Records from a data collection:
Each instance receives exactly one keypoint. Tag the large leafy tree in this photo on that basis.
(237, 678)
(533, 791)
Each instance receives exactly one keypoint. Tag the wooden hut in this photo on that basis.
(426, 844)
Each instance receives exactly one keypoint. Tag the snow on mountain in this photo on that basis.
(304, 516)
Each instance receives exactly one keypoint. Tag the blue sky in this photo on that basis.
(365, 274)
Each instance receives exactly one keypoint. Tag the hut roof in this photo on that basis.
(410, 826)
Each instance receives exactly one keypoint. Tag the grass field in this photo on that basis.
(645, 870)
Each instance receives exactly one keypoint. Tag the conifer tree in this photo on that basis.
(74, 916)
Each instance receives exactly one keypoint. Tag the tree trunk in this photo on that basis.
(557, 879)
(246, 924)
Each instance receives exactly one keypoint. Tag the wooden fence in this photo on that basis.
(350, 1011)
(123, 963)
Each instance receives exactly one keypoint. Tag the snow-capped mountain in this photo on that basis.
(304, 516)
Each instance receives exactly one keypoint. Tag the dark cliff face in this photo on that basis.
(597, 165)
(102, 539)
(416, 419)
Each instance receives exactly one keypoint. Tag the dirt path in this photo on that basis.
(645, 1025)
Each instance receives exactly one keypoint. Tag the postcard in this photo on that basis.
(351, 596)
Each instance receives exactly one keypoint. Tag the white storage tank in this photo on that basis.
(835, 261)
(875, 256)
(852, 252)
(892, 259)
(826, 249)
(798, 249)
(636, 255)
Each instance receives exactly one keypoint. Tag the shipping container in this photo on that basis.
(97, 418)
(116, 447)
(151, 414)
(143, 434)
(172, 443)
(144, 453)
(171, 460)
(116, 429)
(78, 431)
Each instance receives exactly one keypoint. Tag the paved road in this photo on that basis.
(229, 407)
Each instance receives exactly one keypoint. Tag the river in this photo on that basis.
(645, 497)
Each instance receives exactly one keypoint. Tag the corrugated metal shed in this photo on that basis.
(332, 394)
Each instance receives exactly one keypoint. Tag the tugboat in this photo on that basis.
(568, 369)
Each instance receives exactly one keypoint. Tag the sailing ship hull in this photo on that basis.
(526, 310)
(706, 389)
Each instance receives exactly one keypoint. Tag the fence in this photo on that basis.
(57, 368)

Prompt.
Retype each of the items above without any changes.

Final result.
Each instance receives exactly one keypoint. Tag the large leafy tree in this photo on that basis.
(237, 678)
(533, 791)
Each instance receives exactly one keypoint. Tag the wooden hut in this photo on that basis.
(426, 844)
Each instance receives exactly one keypoint. Tag the snow on mountain in this photo on that basis.
(304, 516)
Each instance receives exactly one keypoint. Tag the blue sky in this photo on that basis.
(365, 274)
Each instance receives exactly one keypoint. Tag the hut roof in this photo on that basis.
(410, 826)
Each instance receives exactly one keypoint. Tag the grass field in this photo on that basis.
(645, 870)
Each instance receives exactly one keypoint. Tag the conifer tree in this photo on that basis.
(74, 916)
Each instance receives exactly one keypoint. Tag the tree trunk in this photo on that basis.
(557, 879)
(246, 924)
Each instance receives exactly one keypoint. Tag the wooden fence in this photo on that basis.
(350, 1011)
(123, 963)
Each instance receives exactly one keypoint. Tag the snow-capped mountain in this photo on that basis.
(304, 516)
Each instance receives exactly one keypoint. Tag the dark cliff face in this photo on that basis.
(597, 165)
(102, 539)
(416, 419)
Each instance receives exactly one keypoint. Tag the dirt path in this photo on that basis.
(645, 1025)
Each instance receives exactly one keypoint. Tag the postcard in this photo on that basis.
(351, 596)
Each instance receives exactly one keypoint. Tag the white storage tank in this photo on that basis.
(835, 261)
(875, 256)
(852, 252)
(892, 259)
(826, 249)
(798, 249)
(636, 255)
Each instance receives exactly one keypoint. Tag the shipping container in this photo on that basis.
(97, 418)
(116, 447)
(151, 414)
(143, 434)
(172, 443)
(144, 453)
(171, 460)
(116, 429)
(78, 431)
Each instance receives exactly one keypoint. Tag the paved road in this photo on that basis.
(229, 407)
Each instance receives exactly one keypoint. Tag the river in this photo on that basis.
(645, 497)
Each instance receives exactly one keypoint. Tag the corrugated metal shed in this photo on that basis.
(332, 394)
Each instance receives exactly one keypoint. Tag the tugboat in this photo on that basis.
(568, 369)
Each instance receives exactly one keypoint. Tag the sailing ship hull in this photo on that basis.
(526, 310)
(706, 389)
Each instance receives exactly one keypoint. Tag the fence in this photo on that basis.
(57, 368)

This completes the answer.